EXERCISE = Starting at the line that contains "query: bison nostril" and ending at the last line of the material, copy those lines again, requests included, scaling every coordinate in the answers by 1.95 and rounding to whole numbers with halves rounded up. Leave the requests and their sample format unchanged.

───

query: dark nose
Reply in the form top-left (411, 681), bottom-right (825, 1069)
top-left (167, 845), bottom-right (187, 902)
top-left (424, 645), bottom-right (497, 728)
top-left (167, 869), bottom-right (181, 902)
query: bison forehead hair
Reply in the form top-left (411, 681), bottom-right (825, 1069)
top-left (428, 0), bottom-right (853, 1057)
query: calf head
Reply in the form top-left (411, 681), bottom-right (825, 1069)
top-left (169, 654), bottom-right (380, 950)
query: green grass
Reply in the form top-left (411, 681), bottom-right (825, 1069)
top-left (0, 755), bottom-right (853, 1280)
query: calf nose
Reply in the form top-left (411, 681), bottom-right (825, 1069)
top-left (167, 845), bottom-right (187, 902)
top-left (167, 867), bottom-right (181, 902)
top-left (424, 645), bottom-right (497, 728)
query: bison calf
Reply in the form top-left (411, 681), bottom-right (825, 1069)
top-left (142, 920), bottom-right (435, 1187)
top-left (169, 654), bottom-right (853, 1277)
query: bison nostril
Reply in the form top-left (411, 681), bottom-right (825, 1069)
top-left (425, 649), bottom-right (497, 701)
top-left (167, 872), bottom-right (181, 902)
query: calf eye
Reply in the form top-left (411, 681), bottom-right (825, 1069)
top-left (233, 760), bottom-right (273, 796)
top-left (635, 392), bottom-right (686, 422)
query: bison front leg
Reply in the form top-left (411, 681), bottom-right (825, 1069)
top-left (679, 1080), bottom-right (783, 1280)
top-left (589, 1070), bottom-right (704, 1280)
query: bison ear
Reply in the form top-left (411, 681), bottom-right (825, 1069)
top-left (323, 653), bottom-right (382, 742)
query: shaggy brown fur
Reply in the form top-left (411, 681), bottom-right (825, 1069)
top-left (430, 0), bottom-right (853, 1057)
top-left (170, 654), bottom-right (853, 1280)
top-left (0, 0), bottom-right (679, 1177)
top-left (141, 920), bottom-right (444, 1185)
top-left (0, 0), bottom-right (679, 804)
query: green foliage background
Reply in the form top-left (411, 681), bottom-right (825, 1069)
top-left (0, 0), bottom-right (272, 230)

───

WRITTEN ANSWER =
query: bison nostril
Reply in the form top-left (411, 681), bottom-right (825, 1069)
top-left (829, 1266), bottom-right (969, 1367)
top-left (326, 1700), bottom-right (353, 1759)
query: calf eye
Reply in the form top-left (411, 681), bottom-right (825, 1069)
top-left (454, 1482), bottom-right (532, 1552)
top-left (1238, 764), bottom-right (1338, 823)
query: bison front leg
Reply in the form top-left (411, 681), bottom-right (825, 1069)
top-left (1324, 2106), bottom-right (1527, 2496)
top-left (1149, 2087), bottom-right (1373, 2496)
query: bison ear
Reply in the form top-left (411, 681), bottom-right (825, 1069)
top-left (630, 1273), bottom-right (745, 1447)
query: shaggy brown fur
Reply in the form top-left (411, 681), bottom-right (825, 1069)
top-left (839, 0), bottom-right (1663, 2061)
top-left (332, 1275), bottom-right (1663, 2496)
top-left (0, 0), bottom-right (1324, 2295)
top-left (275, 1794), bottom-right (866, 2311)
top-left (0, 0), bottom-right (1324, 1568)
query: green foliage background
Reply in the form top-left (411, 681), bottom-right (825, 1069)
top-left (0, 0), bottom-right (530, 449)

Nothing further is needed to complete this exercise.